---- Selected extract

Output of column in Pandas dataframe from float to currency (negative values)

I have the following data frame (consisting of both negative and positive numbers):
df.head()
Out[39]:
Prices
0 -445.0
1 -2058.0
2 -954.0
3 -520.0
4 -730.0
I am trying to change the 'Prices' column to display as currency when I export it to an Excel spreadsheet. The following command I use works well:
df['Prices'] = df['Prices'].map("${:,.0f}".format)
df.head()
Out[42]:
Prices
0 $-445
1 $-2,058
2 $-954
3 $-520
4 $-730
Now my question here is what would I do if I wanted the output to have the negative signs BEFORE the dollar sign. In the output above, the dollar signs are before the negative signs. I am looking for something like this:
-$445
-$2,058
-$954
-$520
-$730
Please note there are also positive numbers as well.

--------
---- Data listing

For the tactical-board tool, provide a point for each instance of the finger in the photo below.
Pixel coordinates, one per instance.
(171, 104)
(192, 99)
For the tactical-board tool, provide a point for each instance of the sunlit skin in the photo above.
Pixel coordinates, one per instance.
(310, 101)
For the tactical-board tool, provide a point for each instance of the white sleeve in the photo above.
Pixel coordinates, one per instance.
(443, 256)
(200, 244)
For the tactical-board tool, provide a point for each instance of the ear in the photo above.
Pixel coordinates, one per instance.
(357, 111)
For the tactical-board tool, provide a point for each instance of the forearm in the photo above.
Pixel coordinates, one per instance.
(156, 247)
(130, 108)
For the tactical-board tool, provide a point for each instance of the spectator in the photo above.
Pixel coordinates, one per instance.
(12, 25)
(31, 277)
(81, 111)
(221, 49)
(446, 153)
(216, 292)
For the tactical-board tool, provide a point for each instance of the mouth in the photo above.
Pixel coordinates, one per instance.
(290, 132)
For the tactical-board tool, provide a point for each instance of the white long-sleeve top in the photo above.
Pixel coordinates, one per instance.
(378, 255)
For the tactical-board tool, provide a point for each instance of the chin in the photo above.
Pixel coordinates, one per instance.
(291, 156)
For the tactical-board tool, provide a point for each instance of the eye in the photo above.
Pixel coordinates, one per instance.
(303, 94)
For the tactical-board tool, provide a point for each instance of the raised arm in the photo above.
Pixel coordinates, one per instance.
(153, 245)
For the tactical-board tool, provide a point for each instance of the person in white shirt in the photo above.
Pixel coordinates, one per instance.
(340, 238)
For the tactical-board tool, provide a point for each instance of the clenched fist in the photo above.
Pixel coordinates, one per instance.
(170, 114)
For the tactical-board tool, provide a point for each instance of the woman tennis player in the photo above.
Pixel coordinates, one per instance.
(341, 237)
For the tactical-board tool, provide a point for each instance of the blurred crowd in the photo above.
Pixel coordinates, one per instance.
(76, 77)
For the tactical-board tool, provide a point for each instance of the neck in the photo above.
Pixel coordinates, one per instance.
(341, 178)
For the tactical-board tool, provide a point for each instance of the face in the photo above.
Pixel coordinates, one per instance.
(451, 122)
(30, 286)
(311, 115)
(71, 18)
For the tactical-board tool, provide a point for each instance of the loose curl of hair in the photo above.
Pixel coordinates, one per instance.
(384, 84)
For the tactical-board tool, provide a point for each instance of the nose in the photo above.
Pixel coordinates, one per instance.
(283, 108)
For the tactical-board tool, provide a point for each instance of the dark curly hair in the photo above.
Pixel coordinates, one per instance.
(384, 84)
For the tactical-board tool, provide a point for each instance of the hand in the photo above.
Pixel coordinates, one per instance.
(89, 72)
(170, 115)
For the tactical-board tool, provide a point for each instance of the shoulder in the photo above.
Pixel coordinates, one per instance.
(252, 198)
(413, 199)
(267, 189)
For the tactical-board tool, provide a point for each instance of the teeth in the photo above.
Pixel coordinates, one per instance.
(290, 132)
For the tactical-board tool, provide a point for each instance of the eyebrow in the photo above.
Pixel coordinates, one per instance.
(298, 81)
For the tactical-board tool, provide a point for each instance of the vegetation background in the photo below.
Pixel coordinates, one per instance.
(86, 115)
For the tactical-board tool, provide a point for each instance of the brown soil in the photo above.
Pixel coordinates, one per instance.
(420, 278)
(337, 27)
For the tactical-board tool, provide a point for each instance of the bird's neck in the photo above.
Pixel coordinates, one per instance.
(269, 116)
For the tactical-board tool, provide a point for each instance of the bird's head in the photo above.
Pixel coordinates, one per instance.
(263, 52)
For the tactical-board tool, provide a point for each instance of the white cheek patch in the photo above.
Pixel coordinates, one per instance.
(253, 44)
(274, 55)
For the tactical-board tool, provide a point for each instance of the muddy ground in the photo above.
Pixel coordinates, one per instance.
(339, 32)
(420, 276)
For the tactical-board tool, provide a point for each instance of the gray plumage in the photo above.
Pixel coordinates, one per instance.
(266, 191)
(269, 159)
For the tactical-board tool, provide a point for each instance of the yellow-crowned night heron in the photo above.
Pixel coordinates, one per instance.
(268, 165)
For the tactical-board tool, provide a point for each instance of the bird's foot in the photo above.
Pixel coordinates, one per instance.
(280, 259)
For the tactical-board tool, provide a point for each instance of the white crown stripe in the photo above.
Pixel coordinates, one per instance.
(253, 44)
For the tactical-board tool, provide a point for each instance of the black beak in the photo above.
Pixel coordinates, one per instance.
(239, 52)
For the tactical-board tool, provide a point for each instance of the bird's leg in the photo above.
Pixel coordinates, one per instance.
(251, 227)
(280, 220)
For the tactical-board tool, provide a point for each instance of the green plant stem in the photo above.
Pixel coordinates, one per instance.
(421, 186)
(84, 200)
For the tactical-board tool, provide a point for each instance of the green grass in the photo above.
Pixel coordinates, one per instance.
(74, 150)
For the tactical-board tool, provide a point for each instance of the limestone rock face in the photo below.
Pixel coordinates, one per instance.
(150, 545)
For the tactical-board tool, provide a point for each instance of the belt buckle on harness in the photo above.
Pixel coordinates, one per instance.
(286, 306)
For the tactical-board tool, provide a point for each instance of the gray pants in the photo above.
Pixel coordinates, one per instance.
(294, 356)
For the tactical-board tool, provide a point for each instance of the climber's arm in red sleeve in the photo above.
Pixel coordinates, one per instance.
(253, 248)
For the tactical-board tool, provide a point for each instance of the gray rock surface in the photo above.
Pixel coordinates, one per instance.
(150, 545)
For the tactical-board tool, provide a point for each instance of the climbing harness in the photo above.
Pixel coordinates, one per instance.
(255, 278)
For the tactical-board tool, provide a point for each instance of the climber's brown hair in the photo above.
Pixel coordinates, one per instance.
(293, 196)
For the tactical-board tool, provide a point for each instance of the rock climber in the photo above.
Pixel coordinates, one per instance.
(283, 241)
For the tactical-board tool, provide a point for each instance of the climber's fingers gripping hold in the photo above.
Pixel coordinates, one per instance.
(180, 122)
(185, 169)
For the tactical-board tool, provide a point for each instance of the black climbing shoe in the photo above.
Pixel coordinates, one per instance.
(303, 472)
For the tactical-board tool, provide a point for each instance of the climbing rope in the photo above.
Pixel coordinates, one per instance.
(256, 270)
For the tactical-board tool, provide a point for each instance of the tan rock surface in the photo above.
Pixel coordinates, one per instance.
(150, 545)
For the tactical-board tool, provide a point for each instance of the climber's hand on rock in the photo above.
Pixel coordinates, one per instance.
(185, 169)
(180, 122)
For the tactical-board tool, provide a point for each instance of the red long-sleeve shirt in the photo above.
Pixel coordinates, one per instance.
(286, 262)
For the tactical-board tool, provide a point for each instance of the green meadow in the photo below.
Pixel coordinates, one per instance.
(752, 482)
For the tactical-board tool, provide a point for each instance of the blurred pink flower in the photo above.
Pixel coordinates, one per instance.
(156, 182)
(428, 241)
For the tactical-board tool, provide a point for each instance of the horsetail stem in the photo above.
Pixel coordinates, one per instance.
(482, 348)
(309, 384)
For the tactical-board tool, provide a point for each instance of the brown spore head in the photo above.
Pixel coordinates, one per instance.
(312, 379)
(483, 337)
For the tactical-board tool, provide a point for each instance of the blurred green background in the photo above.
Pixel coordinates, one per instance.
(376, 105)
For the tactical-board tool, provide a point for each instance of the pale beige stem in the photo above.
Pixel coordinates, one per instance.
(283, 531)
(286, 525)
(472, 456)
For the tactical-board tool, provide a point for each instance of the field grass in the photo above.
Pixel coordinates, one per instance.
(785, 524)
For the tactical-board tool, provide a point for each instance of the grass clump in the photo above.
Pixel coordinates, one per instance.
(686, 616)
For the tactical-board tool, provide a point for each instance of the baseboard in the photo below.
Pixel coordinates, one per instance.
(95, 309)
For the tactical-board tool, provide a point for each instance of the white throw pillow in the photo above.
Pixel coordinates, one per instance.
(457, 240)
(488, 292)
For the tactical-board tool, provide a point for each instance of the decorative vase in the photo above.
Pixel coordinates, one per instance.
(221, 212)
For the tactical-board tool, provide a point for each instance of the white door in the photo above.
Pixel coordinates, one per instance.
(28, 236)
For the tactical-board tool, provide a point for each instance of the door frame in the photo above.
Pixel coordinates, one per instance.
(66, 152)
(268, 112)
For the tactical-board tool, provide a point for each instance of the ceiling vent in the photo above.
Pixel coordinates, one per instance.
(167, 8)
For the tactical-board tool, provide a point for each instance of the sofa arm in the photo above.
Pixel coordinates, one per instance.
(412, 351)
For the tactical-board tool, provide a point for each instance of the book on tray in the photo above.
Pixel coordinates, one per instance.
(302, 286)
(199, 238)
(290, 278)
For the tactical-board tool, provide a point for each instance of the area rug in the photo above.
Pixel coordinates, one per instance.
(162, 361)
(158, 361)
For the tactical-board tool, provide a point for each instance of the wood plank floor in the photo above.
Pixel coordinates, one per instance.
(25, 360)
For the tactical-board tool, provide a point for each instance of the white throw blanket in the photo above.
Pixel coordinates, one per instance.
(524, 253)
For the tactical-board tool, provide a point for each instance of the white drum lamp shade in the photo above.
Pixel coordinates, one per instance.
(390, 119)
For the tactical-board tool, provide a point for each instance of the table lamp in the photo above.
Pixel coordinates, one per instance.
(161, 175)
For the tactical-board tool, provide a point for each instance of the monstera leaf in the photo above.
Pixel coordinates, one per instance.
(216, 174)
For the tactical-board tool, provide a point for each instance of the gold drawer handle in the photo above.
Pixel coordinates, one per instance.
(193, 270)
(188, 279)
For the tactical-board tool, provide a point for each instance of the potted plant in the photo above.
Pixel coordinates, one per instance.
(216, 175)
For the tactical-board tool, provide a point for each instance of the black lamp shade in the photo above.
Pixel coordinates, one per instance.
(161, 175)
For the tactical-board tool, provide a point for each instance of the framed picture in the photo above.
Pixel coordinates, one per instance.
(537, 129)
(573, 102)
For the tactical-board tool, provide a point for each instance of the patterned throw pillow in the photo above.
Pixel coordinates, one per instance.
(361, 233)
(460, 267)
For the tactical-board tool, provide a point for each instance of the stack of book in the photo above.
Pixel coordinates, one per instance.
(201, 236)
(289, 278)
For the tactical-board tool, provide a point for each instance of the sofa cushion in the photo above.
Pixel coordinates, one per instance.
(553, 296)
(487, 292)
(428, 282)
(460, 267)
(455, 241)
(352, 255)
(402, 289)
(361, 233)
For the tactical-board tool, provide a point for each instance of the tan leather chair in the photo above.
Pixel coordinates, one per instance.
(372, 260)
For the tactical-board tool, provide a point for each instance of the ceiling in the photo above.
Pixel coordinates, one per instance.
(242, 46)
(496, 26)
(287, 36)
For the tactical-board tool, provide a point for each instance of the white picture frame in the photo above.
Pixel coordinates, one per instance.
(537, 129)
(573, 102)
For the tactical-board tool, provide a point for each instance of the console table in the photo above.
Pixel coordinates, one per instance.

--------

**Exercise task 1**
In the pandas currency question, where does the writer want the negative sign to appear relative to the dollar sign?
**Exercise task 2**
Go on with the pandas currency question from the point where it stops.

**Result 1**
Before the dollar sign, as in -$445.

**Result 2**
You can use np.where and test whether the values are negative and if so prepend a negative sign in front of the dollar and cast the series to a string using astype:
In [153]:
df['Prices'] = np.where( df['Prices'] < 0, '-$' + df['Prices'].astype(str).str[1:], '$' + df['Prices'].astype(str))
df['Prices']
Out[153]:
0 -$445.0
1 -$2058.0
2 -$954.0
3 -$520.0
4 -$730.0
Name: Prices, dtype: object
You can use the locale module and the _override_localeconv dict. It's not well documented, but it's a trick I found in another answer that has helped me before.
import pandas as pd
import locale
locale.setlocale( locale.LC_ALL, 'English_United States.1252')
# Made an assumption with that locale. Adjust as appropriate.
locale._override_localeconv = {'n_sign_posn':1}
# Load dataframe into df
df['Prices'] = df['Prices'].map(locale.currency)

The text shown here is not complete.